SET TASK A
In the forum thread on grounding a house, how far apart should two ground rods be driven?
== EXCERPTED TEXT ==
# Grounding the House



## bigdave101 (Jan 26, 2011)

I also have switched my copper piping to cpvc piping.
The #4 copper wire was attached to a copper pipe  and now obviously cannot be attached to the cpvc... my question is can I run this braided copper to an outside ground rod and call it a day? Or is there more???


----------



## joecaption (Jan 27, 2011)

Grounding needs to be done way back at the main incoming power panel.
Grounding to pipes has not been legal for many many years.
And since no one here can see what you have and it would be a real danger to anyone living in this house with out a proper ground I'd suggest you call a real electrician.


----------



## ajaynejr (Jan 28, 2011)

Drive two ground rods at least six feet apart. (In some cases, where the ground conductivity is really good, one will suffice.)

The grounding electrode system of a house starts with this:
1.  The panel ground terminal strip (ground bus)
2.  A grounding electrode which may be either the main cold water pipe provided it is metal and is buried outside for at least 10 feet, or two  ground rods,
3.  A #6* copper wire running non-stop between the above two items. 

If the main water feed entering the house has been replaced by plastic, you need to have ground rods for an alternate grounding electrode.

If you started out with ground rods, the metal parts of the plumbing system in the basement must be bonded to the grounding electrode system using #6* copper wires as needed. Using clamps, put a #6 jumper wire across the water meter inlet and outlet and across the water heater (cold) inlet and (hot) outlet.

If you have additional ground rods, say for cable TV, these must be tied (bonded) to the above. A ground rod in a detached garage or other building is bonded using the ground wire in the power feed over from the main house. Exception: No bonding needed where the wiring to the main house was grandfathered to not need a ground wire back to the house.

If A is bonded to B and B is bonded to C then A is bonded to C. So if a metal water pipe going upstairs is jumpered using a wire past a plastic section of pipe and clamped to the wire in part 3 above then that metal pipe is bonded to the panel ground.

Metal plumbing upstairs electrically isolated because of plastic pipe sections should be bonded using jumper wires more or less following the pipes down to the basement. These wires should be at least the size of the largest branch circuit wiring passing near the respective pipes (typically #12). Clamp the other end to a pipe that is bonded or to somewhere on the grounding electrode system described above.

Gas piping must be bonded to the grounding electrode system also. But if you have a gas appliance with electrical components, then the ground wire in the cable or conduit feeding that appliance and going back to the panel is a good enough bonding.

* The connection to the entering water pipe (if metal) must be within 5 feet of where it enters and before the water meter. For services greater than 100 amps those bonding wire(s) between the entering water pipe and the panel need to be #4 copper.


----------



## frozenstar (Feb 4, 2011)

That was a very nice and detailed response ajaynejr...


----------
===
== DATA SECTION ==
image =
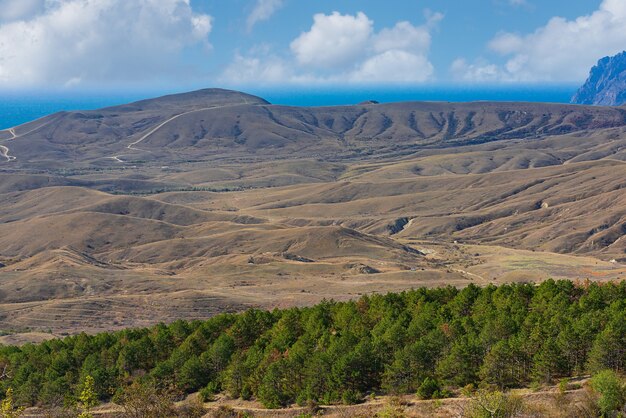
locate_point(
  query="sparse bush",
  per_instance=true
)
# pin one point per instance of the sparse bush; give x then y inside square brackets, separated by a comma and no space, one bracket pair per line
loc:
[611,391]
[8,409]
[431,389]
[351,397]
[496,404]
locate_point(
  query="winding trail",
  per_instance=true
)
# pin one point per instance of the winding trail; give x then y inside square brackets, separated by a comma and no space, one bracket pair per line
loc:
[132,146]
[4,151]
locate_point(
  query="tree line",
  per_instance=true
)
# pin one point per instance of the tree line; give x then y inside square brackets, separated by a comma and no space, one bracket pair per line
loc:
[425,341]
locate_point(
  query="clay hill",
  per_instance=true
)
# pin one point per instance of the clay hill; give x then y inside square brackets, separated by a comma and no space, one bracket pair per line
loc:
[189,205]
[606,84]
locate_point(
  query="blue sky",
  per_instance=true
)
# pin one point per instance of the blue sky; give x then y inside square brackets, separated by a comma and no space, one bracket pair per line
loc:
[104,44]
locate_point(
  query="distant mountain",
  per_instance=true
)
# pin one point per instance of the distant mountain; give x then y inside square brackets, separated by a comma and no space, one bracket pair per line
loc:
[215,124]
[606,84]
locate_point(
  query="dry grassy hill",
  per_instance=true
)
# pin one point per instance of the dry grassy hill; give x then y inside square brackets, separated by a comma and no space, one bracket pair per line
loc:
[214,200]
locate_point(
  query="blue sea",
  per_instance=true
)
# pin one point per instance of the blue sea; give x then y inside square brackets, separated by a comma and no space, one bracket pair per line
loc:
[18,108]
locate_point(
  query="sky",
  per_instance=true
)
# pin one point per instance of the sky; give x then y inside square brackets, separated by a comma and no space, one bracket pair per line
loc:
[138,44]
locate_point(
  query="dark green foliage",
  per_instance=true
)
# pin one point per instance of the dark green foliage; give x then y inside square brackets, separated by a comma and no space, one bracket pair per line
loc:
[611,391]
[425,341]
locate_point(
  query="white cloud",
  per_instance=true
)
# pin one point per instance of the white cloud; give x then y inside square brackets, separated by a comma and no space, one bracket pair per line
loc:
[263,10]
[562,50]
[19,9]
[70,42]
[394,66]
[343,48]
[403,36]
[333,41]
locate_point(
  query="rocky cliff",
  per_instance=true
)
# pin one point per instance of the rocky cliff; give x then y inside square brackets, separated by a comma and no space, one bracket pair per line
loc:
[606,84]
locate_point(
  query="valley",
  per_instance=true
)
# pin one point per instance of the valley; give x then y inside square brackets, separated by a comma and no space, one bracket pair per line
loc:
[215,201]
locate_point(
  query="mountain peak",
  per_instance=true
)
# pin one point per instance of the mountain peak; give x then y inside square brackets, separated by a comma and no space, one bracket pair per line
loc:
[606,84]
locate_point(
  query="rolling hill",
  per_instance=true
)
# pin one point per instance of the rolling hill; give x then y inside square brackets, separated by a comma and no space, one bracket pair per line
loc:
[192,204]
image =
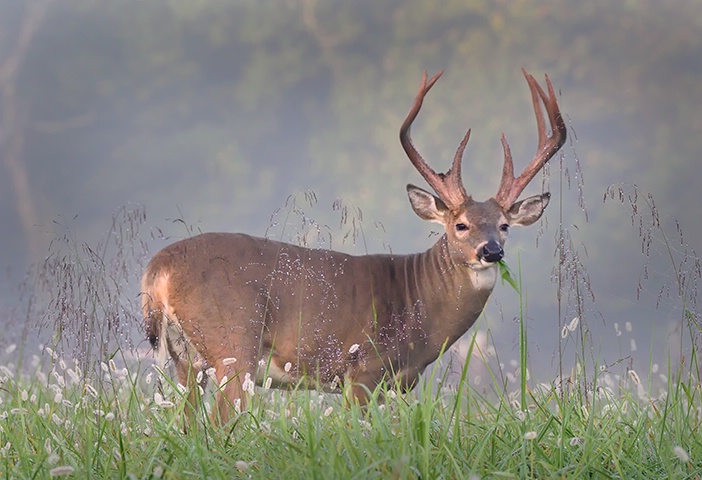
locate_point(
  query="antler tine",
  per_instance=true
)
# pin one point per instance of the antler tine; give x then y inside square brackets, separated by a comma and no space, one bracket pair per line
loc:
[448,186]
[510,187]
===
SET TASK B
Locate each line in the entries above that contains the string "distant", and copy those lines. Case counts.

EXERCISE SOLUTION A
At least six feet apart.

EXERCISE SOLUTION B
  query="distant mountain",
# pin one point per instance of the distant mountain; give x then y inside square brackets, separated by a comma and no space, one bracket pair per line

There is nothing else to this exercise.